What to do: Pictures stay out; please output the remaining data exactly.

:::

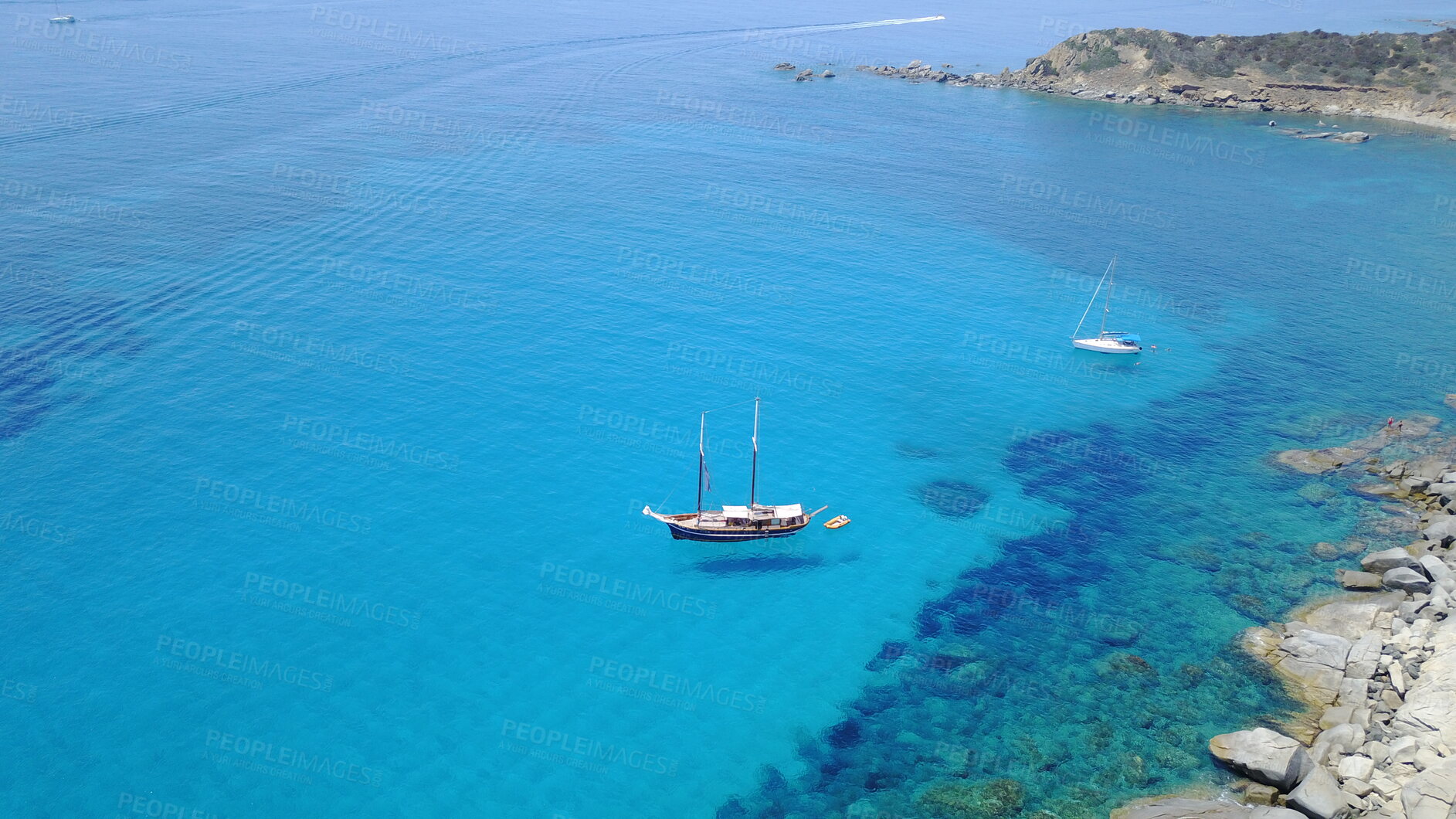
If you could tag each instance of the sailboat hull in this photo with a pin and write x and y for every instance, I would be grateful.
(1105, 345)
(724, 535)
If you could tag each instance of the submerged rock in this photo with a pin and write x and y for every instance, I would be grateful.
(1382, 562)
(960, 800)
(1203, 809)
(952, 498)
(1264, 756)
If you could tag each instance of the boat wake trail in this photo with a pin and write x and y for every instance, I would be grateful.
(847, 26)
(151, 114)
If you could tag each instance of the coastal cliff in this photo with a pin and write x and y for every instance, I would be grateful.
(1393, 76)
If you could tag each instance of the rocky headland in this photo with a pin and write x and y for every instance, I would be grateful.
(1393, 76)
(1376, 666)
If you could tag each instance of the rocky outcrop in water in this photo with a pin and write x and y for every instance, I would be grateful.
(1378, 671)
(1329, 460)
(1397, 76)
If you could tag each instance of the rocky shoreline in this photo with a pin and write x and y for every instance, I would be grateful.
(1376, 668)
(1067, 72)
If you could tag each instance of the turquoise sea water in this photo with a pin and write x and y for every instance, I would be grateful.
(344, 345)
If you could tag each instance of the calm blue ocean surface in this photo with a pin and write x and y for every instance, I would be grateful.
(342, 345)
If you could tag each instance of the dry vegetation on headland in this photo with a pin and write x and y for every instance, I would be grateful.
(1393, 76)
(1376, 668)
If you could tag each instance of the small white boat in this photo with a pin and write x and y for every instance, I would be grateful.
(1105, 340)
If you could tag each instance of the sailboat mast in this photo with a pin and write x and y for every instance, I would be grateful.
(702, 427)
(1107, 305)
(753, 480)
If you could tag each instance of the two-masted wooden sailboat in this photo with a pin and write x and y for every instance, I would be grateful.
(730, 524)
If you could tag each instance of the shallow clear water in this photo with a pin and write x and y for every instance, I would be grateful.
(341, 356)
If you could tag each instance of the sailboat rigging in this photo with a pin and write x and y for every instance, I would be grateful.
(1105, 340)
(730, 524)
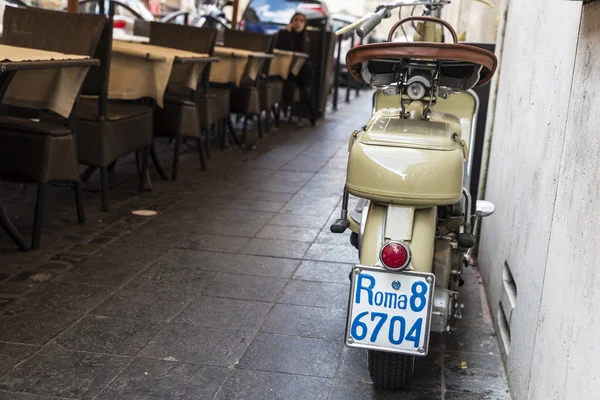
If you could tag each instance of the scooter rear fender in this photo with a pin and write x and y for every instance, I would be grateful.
(415, 227)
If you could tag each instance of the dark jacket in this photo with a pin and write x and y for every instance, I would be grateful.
(293, 41)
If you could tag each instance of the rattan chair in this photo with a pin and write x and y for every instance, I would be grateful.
(251, 98)
(44, 152)
(188, 113)
(110, 129)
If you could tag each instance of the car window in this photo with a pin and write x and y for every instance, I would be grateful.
(141, 9)
(275, 11)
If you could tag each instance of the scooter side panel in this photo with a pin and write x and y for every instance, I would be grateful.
(421, 244)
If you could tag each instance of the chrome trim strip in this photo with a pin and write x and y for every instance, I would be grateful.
(467, 182)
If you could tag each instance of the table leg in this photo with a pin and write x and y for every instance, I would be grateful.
(11, 230)
(231, 130)
(156, 161)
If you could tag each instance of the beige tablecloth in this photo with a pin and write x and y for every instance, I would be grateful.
(53, 89)
(141, 70)
(286, 62)
(233, 63)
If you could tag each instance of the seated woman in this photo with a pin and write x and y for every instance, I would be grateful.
(294, 38)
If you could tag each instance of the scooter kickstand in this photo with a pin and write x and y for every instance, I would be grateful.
(340, 225)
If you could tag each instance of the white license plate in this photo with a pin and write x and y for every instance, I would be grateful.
(390, 311)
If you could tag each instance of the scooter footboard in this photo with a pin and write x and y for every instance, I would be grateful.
(415, 227)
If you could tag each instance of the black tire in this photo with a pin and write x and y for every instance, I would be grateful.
(390, 370)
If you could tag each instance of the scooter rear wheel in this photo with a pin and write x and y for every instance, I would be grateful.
(390, 370)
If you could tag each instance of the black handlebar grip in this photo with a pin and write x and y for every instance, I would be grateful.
(371, 23)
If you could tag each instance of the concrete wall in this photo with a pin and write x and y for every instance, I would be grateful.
(544, 177)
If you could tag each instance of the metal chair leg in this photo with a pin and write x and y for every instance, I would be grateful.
(223, 134)
(145, 170)
(176, 154)
(87, 173)
(79, 202)
(258, 117)
(159, 167)
(232, 130)
(207, 133)
(267, 120)
(201, 154)
(104, 188)
(39, 216)
(245, 129)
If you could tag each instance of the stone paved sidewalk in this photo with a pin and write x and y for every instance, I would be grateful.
(235, 290)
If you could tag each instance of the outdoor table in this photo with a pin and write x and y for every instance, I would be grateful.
(140, 70)
(235, 64)
(286, 62)
(39, 79)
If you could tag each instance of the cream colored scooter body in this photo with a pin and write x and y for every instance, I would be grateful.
(406, 168)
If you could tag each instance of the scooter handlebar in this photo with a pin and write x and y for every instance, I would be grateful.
(372, 22)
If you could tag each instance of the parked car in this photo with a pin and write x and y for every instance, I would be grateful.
(269, 16)
(8, 3)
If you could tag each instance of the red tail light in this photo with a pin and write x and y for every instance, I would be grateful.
(395, 255)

:::

Problem solution:
If you could tag each instance of the sailboat hull in this photo with a pin and write x and y for every instance, I would be grateful.
(1105, 345)
(724, 535)
If you could tag each instance of the submerged rock in this photo with a pin and write x and y for every instance, I would be grateful.
(1382, 562)
(960, 800)
(1203, 809)
(952, 498)
(1264, 756)
If you could tag each instance of the boat wake trail in this photo with a pin and write x and y for every instance, I would be grateful.
(847, 26)
(151, 114)
If you could tag each instance of the coastal cliff in this photo with a pin and write x and y for every instance, I would be grateful.
(1393, 76)
If you could tag each instance of the rocky headland in this photo with a pin and write x and y for every instance, I would be grateful.
(1393, 76)
(1376, 666)
If you could tag each instance of the rocky outcrop in water in this photo with a pin and write x and y for every instance, I would be grateful.
(1378, 671)
(1329, 460)
(1397, 76)
If you could tag each instance of the rocky shoreline in this photo with a pin and write x and y for every instance, I would be grateful.
(1376, 668)
(1067, 72)
If you could tag each instance of the turquoise sea water in this photo with a pin and write x and y for every instance, I would be grateful.
(344, 345)
If you could tag each instance of the calm blue ocean surface in this photo with a pin and write x and y for every instance, I would be grateful.
(342, 345)
If you could tag each instance of the dry vegetation on headland in this photo with a pin and write x and y for every instance, I would be grateful.
(1393, 76)
(1376, 668)
If you could tag each instance of the small white boat in this photo with a pin and write x and y for every instance, I would be grateful.
(1105, 340)
If you could tag each instance of the sailboat mast in this photo with a pin and write x and y for every instance, I would be grateful.
(702, 427)
(1107, 305)
(753, 480)
If you could tag each instance of the two-masted wooden sailboat in this photo with a pin and write x and y for every instance, I would be grateful.
(730, 524)
If you could tag each instance of the shallow clear water in this photo with a pin and write x and y for every instance, I would be grateful.
(341, 356)
If you could tag each instance of the sailboat rigging in this photo with a pin and write x and y for every instance, I would be grateful.
(1105, 340)
(730, 524)
If you could tag each instance of the scooter rear fender in this photo with a pin and write x and y for every instance, I would be grateful.
(415, 227)
If you could tag each instance of the dark jacket in this photo with a pin and write x and y for every instance, I would be grateful.
(293, 41)
If you could tag each instance of the rattan chair in this photo with a pin and write x and y for every instance, I would be grateful.
(251, 98)
(44, 152)
(188, 113)
(110, 129)
If you could tag each instance of the car window in this photo with a pin and write x and y for every instance, I would be grateful.
(141, 9)
(275, 11)
If you could tag each instance of the scooter side panel in this photo with a pin and write x and y for every instance, I would be grateful.
(421, 244)
If you could tag each instance of the chrome trim strip in this photo with a pin and write x and y for every instance, I would be grateful.
(467, 182)
If you could tag each instance of the table leg in this photo with a pin and write x and y for every instance, I would be grateful.
(11, 230)
(231, 130)
(156, 161)
If you could tag each instance of the beige tablecloth in this photo with a pin and write x and y for every instance, I would be grateful.
(53, 89)
(141, 70)
(286, 62)
(233, 63)
If you could tag each instance of the seated woman in this photo with a pin and write x and y for every instance, I would be grateful.
(294, 38)
If you could tag each instance of the scooter kickstand in this photo with a pin and write x and y for every instance, I would be grateful.
(340, 225)
If you could tag each instance of the white license plate in this photo with a pin and write x and y for every instance, I would be grateful.
(390, 311)
If you could tag each instance of the scooter footboard in this photo with a pin and write x and y for every instance, I would be grateful.
(415, 227)
If you could tag each instance of the black tire in this photo with a pin and write x and y for every instance, I would be grateful.
(390, 370)
If you could tag each instance of the scooter rear wheel in this photo with a pin and write x and y for every instance, I would be grateful.
(390, 370)
If you could tag each instance of the black handlebar grip in this photo with a pin and write x and y for every instance, I would be grateful.
(371, 23)
If you could tag each instance of the concrete wall in this photo with a pin and write x and y for every instance, I would be grateful.
(544, 177)
If you could tag each instance of the metal chair leg in this photo with a pin and write x and y for every instance, I would be grateful.
(223, 134)
(145, 170)
(176, 154)
(87, 173)
(79, 202)
(258, 117)
(159, 167)
(232, 130)
(207, 133)
(267, 120)
(201, 154)
(104, 188)
(39, 216)
(245, 129)
If you could tag each instance of the stone paved sidewalk in this photo with a pin and write x and y for every instance, I would be grateful.
(235, 290)
If you could tag each instance of the outdoor table in this photo with a pin and write x and y for every instance, I would be grateful.
(140, 70)
(235, 64)
(286, 62)
(39, 79)
If you could tag each instance of the cream colored scooter body in this photo with a pin and write x and y for every instance, I would be grateful.
(406, 168)
If you could tag each instance of the scooter handlebar in this photo with a pin and write x and y for every instance, I would be grateful.
(372, 22)
If you could tag each instance of the parked car in this photo with a pin and write x and y for every instance, I would be grateful.
(269, 16)
(8, 3)
If you could tag each instance of the red tail light in this photo with a pin and write x and y for every instance, I would be grateful.
(395, 255)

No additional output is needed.